WH Chronicle No. 1.20

Nov 27, 2010

We arrived safely back home from our expedient trip to Dar es Salaam.  The AC in the car went out before we even exited the University gate, which was especially frustrating because we just had it repaired (the AC, not the gate).  The highway between Arusha and Dar es Salaam is a paved road, but if you drove on it with your eyes closed, you wouldn’t know this.  Which, by the way, is a common technique incorporated by many of the local drivers.  So we rattled down the road in our ‘hot tin box’ dodging goats, people, cars, buses, hand carts and craters the size of a small house—seriously.   Occasionally, one might notice a rusty old road sign like this one:

On the road to Dar es Salaam.

In Dar es Salaam, we took care of embassy business, sat in sweltering traffic, and hurried home.  It was tremendously hot, but I decided riding in the car was marginally better than riding in a bus with a goat in my lap.  By the time we arrived home, the kids were happy to see us.  Running to hug us they stopped dead in their tracks (cue: 'squealing brakes' noise) as soon as they whiffed our aroma.   Perhaps the goat would have been an improvement. 

Tom was sick this week.  He had a fever and a case of the shakes during the night.  All suspicious fevers mandate malaria testing.  Mentioning it to Tom, he looked over his glasses at me in his usual skeptical manner.  Our supervisor took him to the hospital where he was eventually tested for malaria, typhoid, and amoebas.  According to Tom, the hospital’s chichi factor, (though a new facility) could be characterized by the waiting room’s National Geographic magazines from 1980.  When he arrived home, he announced that all tests found him normal.  I quickly assured him that he was not, proof in the fact that he’s still married to me.  He also declared that he was never getting sick again.  But honestly, I feel an unequalled burden of guilt every time someone in our family sheds a tear or skins a knee.  In the back of my mind—am I the responsible lunatic dragging my family on a zealous journey?    I guess I’ll take that up with my therapist.

We celebrated Thanksgiving with 60+ other expats in the Arusha area.  We feasted on “Kuku Mmarekani”  or American Chicken, also known as, “Bata Mzingu”, meaning ‘crazy duck’.  The food was spectacular and the mingling produced some of the most interesting worldly stories I’ve ever heard.

Excerpts from a dataset:
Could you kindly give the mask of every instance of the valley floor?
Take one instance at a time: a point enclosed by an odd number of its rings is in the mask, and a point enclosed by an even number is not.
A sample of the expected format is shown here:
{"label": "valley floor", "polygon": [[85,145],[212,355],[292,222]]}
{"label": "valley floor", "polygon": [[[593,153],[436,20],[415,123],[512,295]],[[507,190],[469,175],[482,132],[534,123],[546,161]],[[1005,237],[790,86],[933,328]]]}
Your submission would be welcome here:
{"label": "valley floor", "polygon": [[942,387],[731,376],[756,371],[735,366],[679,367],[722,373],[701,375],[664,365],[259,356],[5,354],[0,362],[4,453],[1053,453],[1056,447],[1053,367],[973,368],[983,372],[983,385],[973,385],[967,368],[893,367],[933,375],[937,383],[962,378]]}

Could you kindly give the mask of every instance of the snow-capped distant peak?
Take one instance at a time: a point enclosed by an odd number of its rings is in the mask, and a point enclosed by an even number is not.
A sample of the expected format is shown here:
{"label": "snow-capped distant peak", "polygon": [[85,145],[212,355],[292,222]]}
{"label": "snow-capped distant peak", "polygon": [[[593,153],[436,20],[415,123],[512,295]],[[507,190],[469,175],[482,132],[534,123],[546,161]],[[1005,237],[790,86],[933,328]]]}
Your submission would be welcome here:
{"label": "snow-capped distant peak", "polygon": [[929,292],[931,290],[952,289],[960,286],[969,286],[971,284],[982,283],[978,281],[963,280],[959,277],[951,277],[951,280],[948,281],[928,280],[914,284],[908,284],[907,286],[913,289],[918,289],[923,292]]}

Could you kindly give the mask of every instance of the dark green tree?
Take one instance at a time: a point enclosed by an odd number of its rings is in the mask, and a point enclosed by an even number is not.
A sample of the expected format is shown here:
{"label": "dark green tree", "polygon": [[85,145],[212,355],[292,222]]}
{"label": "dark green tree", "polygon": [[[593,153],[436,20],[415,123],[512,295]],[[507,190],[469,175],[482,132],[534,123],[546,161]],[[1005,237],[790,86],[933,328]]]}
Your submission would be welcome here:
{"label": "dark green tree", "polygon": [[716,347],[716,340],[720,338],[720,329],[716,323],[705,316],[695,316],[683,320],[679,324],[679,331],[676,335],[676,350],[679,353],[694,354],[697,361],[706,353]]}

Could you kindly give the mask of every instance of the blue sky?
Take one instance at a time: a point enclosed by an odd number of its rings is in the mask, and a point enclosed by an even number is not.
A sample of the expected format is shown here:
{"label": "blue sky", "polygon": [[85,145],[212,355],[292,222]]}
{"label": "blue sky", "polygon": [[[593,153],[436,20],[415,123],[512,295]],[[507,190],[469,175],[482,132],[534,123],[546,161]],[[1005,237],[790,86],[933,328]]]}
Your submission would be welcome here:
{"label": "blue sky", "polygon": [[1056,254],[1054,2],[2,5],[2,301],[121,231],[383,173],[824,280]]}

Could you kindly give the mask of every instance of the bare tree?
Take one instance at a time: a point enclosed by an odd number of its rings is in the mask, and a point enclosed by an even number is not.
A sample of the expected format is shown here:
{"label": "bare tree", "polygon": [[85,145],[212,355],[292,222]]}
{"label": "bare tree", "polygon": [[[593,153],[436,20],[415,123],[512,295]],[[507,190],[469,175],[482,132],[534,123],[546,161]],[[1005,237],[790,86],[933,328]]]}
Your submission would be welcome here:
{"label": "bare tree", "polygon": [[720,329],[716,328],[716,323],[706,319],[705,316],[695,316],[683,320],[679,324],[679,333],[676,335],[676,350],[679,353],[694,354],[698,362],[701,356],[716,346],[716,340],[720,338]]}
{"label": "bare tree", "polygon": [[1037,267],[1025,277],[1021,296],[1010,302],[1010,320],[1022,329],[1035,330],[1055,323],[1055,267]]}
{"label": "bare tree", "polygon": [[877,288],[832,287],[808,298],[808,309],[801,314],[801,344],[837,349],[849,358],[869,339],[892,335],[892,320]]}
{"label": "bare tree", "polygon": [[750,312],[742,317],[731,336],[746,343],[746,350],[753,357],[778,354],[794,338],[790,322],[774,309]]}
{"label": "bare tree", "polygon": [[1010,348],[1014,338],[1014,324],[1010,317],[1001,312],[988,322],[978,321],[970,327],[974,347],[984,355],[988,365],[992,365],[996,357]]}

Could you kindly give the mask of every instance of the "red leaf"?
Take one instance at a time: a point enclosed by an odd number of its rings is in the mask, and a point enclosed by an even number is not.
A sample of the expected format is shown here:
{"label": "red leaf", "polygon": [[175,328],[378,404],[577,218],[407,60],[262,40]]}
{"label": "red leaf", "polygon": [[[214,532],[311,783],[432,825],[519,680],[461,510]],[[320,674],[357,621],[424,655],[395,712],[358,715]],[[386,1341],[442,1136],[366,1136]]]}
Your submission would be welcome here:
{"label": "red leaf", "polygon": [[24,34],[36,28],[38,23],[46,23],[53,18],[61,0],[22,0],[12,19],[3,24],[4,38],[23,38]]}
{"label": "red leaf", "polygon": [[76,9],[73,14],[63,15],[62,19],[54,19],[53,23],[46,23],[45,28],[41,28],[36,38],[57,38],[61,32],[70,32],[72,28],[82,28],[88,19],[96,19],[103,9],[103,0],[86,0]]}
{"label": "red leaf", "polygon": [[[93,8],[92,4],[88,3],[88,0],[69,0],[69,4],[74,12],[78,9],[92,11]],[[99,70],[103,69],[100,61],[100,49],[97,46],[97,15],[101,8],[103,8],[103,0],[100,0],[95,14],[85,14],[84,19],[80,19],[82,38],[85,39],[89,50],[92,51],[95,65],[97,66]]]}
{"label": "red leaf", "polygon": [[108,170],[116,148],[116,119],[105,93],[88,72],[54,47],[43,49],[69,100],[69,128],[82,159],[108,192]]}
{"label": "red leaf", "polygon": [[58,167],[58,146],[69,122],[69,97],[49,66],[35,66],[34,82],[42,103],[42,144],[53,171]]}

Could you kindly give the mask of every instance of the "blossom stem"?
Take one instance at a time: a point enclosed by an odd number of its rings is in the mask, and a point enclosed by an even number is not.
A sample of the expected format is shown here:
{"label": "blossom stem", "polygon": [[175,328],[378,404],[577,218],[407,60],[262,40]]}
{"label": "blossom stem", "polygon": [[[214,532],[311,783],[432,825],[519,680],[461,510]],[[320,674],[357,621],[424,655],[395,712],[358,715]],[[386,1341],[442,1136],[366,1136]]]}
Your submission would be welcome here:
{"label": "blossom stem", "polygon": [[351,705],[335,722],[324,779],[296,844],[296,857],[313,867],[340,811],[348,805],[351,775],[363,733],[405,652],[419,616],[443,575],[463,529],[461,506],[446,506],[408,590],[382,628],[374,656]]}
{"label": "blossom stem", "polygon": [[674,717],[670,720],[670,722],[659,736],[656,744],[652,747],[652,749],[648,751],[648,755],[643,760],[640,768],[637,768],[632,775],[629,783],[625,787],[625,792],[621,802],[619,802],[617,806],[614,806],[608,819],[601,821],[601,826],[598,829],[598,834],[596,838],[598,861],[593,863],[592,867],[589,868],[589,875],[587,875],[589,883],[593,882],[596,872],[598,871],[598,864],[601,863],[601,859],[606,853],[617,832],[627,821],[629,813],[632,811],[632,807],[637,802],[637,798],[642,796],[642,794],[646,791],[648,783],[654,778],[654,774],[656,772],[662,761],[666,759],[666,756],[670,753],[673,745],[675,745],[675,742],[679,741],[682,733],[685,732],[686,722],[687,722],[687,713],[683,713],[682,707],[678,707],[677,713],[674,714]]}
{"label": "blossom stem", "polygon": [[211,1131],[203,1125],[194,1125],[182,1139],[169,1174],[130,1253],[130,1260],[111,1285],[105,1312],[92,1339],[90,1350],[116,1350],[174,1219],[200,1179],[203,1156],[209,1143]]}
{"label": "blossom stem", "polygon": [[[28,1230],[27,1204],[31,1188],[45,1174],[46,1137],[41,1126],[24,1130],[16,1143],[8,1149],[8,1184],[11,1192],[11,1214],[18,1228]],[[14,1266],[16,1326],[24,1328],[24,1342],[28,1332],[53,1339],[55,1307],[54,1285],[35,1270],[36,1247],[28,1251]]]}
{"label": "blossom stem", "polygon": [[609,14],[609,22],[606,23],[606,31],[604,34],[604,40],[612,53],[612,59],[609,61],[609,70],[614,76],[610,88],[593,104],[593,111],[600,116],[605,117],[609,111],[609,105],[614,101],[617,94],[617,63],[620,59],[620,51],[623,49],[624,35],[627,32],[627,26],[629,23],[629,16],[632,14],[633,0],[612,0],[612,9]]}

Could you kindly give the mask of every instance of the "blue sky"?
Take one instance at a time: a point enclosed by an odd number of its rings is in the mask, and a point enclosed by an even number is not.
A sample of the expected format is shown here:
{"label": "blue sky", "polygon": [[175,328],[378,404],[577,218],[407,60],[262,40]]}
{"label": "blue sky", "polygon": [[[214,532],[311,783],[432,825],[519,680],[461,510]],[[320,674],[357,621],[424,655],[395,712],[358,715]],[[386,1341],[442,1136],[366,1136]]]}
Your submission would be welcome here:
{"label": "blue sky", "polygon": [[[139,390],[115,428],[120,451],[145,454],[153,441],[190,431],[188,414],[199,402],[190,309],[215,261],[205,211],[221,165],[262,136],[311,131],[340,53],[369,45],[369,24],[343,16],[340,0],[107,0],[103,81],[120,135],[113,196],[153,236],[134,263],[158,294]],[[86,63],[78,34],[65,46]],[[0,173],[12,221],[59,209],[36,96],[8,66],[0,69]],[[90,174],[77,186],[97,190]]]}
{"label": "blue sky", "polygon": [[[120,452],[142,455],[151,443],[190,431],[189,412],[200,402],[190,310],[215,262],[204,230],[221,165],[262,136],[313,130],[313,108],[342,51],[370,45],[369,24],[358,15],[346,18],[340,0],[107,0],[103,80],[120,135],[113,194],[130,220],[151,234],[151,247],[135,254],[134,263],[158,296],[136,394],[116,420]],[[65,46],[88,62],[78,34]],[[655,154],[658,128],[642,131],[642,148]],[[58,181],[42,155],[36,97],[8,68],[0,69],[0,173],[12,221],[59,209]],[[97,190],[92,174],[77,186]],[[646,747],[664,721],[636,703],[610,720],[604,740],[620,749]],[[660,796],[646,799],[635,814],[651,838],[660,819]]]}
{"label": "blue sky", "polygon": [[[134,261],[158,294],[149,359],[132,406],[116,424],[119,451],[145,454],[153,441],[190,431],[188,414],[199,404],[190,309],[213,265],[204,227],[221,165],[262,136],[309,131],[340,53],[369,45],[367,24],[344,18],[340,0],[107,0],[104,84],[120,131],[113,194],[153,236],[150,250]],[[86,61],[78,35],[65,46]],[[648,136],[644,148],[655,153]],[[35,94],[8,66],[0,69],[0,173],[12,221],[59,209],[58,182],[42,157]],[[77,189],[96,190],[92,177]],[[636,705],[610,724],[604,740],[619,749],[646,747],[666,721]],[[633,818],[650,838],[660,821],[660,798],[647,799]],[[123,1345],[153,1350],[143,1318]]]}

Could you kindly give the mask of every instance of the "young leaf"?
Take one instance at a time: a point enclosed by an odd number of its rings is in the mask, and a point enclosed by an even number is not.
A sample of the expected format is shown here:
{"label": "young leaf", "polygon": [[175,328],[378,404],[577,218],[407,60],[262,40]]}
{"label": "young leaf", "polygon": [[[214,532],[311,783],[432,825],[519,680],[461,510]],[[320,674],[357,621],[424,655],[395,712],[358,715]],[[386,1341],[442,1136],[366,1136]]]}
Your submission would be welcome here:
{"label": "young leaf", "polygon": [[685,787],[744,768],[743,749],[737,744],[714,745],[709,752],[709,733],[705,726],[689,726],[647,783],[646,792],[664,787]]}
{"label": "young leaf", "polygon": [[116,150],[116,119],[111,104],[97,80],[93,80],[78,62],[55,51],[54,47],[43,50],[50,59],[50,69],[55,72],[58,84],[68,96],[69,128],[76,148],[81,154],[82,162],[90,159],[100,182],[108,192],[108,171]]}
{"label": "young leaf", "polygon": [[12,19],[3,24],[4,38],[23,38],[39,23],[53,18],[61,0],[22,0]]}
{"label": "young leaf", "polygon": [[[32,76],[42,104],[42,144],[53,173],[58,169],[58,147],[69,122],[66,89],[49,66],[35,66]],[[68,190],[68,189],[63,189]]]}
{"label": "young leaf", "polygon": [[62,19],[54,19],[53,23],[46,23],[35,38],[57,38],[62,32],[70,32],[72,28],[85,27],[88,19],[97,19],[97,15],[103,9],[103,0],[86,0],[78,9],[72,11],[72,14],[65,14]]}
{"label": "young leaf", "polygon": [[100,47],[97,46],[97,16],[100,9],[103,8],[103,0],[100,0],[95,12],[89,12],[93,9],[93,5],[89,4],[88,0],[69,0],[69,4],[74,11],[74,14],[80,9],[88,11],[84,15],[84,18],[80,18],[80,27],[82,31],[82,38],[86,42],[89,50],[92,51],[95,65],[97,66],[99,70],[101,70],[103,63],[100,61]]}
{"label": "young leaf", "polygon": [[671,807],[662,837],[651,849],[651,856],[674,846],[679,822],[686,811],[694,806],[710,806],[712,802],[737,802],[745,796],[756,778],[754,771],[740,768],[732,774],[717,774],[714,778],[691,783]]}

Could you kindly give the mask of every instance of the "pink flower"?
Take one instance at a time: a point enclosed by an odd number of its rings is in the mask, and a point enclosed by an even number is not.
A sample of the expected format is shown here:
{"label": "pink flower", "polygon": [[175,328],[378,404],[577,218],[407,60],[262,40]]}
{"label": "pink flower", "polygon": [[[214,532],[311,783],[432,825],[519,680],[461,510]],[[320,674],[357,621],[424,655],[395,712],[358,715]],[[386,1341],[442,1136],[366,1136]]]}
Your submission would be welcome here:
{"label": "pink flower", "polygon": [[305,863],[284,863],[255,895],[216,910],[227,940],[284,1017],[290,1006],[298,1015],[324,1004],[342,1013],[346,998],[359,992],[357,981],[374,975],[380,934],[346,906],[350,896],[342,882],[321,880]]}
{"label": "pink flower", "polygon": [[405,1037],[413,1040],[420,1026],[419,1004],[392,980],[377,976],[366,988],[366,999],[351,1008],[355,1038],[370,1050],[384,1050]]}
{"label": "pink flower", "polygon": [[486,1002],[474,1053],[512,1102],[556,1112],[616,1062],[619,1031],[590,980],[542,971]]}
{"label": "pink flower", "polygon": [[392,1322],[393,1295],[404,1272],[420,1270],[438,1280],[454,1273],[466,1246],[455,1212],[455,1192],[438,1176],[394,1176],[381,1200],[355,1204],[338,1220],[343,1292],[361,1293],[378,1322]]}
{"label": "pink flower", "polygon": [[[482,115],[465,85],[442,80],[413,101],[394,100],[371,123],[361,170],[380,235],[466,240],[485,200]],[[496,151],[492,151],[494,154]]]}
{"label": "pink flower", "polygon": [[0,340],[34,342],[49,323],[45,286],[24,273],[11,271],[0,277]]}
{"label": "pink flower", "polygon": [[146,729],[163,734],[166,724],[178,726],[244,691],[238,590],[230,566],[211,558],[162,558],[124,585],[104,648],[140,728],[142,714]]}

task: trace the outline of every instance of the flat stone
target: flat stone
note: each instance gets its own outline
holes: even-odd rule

Exercise details: List everything the chronicle says was dodged on the road to Dar es Salaam. Work from the chronicle alone and set the listing aside.

Response to this exercise: Goats, people, cars, buses, hand carts, and craters the size of a small house.